(Source data)
● ● ● ●

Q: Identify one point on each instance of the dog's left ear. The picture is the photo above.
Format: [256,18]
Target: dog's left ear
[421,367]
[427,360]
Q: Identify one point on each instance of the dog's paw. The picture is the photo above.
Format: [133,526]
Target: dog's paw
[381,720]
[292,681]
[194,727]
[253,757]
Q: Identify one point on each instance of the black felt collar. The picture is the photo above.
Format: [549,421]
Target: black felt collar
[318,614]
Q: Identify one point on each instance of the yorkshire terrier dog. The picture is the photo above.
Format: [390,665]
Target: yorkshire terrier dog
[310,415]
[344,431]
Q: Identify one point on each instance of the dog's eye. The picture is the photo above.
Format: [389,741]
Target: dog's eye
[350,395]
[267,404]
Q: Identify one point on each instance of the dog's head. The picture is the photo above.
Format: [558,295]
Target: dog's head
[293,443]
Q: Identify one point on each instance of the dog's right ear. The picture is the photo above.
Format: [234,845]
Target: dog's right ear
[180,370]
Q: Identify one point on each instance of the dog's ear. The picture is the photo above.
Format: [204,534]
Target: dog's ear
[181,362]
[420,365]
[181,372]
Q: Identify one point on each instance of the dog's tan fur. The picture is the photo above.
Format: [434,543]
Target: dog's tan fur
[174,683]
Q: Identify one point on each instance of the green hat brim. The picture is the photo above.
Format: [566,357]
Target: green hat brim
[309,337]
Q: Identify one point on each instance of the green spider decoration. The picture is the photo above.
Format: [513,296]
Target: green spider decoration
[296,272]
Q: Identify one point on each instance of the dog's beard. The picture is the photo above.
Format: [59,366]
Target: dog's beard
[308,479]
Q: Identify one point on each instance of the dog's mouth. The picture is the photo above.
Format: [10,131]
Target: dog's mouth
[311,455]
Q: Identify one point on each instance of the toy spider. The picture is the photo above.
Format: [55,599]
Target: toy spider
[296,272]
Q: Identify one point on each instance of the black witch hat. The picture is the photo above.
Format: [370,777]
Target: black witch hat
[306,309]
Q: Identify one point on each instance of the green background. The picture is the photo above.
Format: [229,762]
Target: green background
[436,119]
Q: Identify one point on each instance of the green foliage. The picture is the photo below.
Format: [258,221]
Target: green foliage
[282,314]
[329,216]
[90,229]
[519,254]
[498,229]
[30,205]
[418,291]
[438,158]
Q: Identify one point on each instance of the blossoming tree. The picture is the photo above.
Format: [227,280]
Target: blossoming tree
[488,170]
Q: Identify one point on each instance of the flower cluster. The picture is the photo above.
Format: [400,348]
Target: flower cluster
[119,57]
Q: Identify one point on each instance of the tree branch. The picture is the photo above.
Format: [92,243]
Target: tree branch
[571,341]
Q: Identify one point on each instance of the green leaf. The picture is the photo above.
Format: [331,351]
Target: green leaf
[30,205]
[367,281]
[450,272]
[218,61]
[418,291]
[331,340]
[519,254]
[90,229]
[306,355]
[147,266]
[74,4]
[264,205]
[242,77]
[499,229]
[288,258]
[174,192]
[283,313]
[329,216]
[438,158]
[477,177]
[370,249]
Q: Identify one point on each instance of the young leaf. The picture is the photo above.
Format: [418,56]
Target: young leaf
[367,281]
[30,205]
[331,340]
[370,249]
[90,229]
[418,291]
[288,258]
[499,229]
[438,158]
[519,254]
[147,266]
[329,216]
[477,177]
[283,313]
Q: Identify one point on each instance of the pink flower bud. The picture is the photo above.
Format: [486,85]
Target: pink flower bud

● ● ● ●

TASK DIRECTIONS =
In your answer, reproduce every entry exactly as it was written.

TASK RESPONSE =
Q: Identify one point on each instance of the dog's left ear. The picture is the photo above.
Format: [256,18]
Target: dog's left ear
[421,367]
[427,360]
Q: Identify one point on each instance of the dog's paw. The picture is the photo above.
Format: [133,526]
Target: dog's paw
[381,720]
[292,681]
[194,727]
[253,757]
Q: Identify one point on each instance of the black felt collar. The picture is the photo above.
Format: [549,421]
Target: black felt collar
[318,614]
Q: Identify one point on each instance of the yorkshire terrier dog. The picture is the photo above.
Format: [390,665]
Target: yorkshire terrier dog
[310,415]
[344,431]
Q: Identify one point on each instance of the dog's eye. The picture is the photo above.
Format: [389,741]
Target: dog's eye
[350,395]
[267,404]
Q: Identify one point on each instance of the dog's head. The picture is the photo above.
Format: [558,295]
Target: dog's head
[293,443]
Q: Identify one point on each instance of the dog's right ear. The picture is the photo above.
Format: [234,845]
Target: dog's right ear
[180,370]
Q: Identify one point on each instance of the dog's ear. The picture is the photo above.
Format: [204,534]
Target: dog's ear
[181,362]
[420,365]
[181,372]
Q: Identify one point on each instance of the dog's tan fur. The picture is the photo above.
Format: [434,543]
Target: dog's tan fur
[174,683]
Q: Identify one point on each instance of the green hat brim. The picture is the photo above.
Format: [566,357]
Target: green hat brim
[309,337]
Q: Identify one point on each instance of the green spider decoration. The picture is the photo above.
Format: [513,296]
Target: green spider decoration
[296,272]
Q: Identify one point on each instance of the dog's beard. The picture is the photo above.
Format: [59,366]
Target: dog's beard
[308,479]
Q: Identify one point on each instance of the dog's mouth. The picture is the photo above.
Format: [10,131]
Target: dog's mouth
[311,455]
Q: Identify one point on each instance of the toy spider. The picture is the photo above.
Format: [55,599]
Target: toy spider
[296,272]
Q: Identify one point on each instance of the black witch hat. The picture is the photo above.
Format: [370,777]
Target: black witch hat
[306,309]
Q: Identify one point on each instance of the green background. The picture is the photo above.
Format: [229,762]
Target: green background
[436,119]
Q: Identify one point on each instance of the green foliage. The picture is the photo below.
Format: [258,221]
Target: green foliage
[282,314]
[329,216]
[90,229]
[519,254]
[498,229]
[30,205]
[418,291]
[438,158]
Q: Identify one point on each instance of the blossoming tree. The picture is the photo above.
Format: [227,280]
Target: blossoming tree
[488,170]
Q: Identify one point on each instance of the flower cluster. The picture is the photo above.
Format: [400,348]
Target: flower cluster
[119,57]
Q: Identify one point on each instance of the tree branch. The picture is the photo above.
Format: [92,243]
Target: tree branch
[571,341]
Q: Identify one point on each instance of the green leaf. The picture is the photo above.
Format: [331,351]
Target: green leaf
[30,205]
[367,281]
[450,272]
[218,61]
[418,291]
[331,340]
[519,254]
[90,229]
[306,355]
[147,266]
[74,4]
[264,205]
[242,77]
[499,229]
[288,258]
[174,192]
[283,313]
[329,216]
[438,158]
[477,177]
[370,249]
Q: Identify one point on each instance of the young leaf. The picture is the photo above.
Format: [418,56]
Target: young leaf
[367,281]
[30,205]
[331,340]
[370,249]
[90,229]
[418,291]
[288,258]
[499,229]
[438,158]
[519,254]
[147,266]
[329,216]
[477,177]
[283,313]
Q: Identify one point on each instance of the pink flower bud. The picture is the photo above.
Format: [486,85]
Target: pink flower bud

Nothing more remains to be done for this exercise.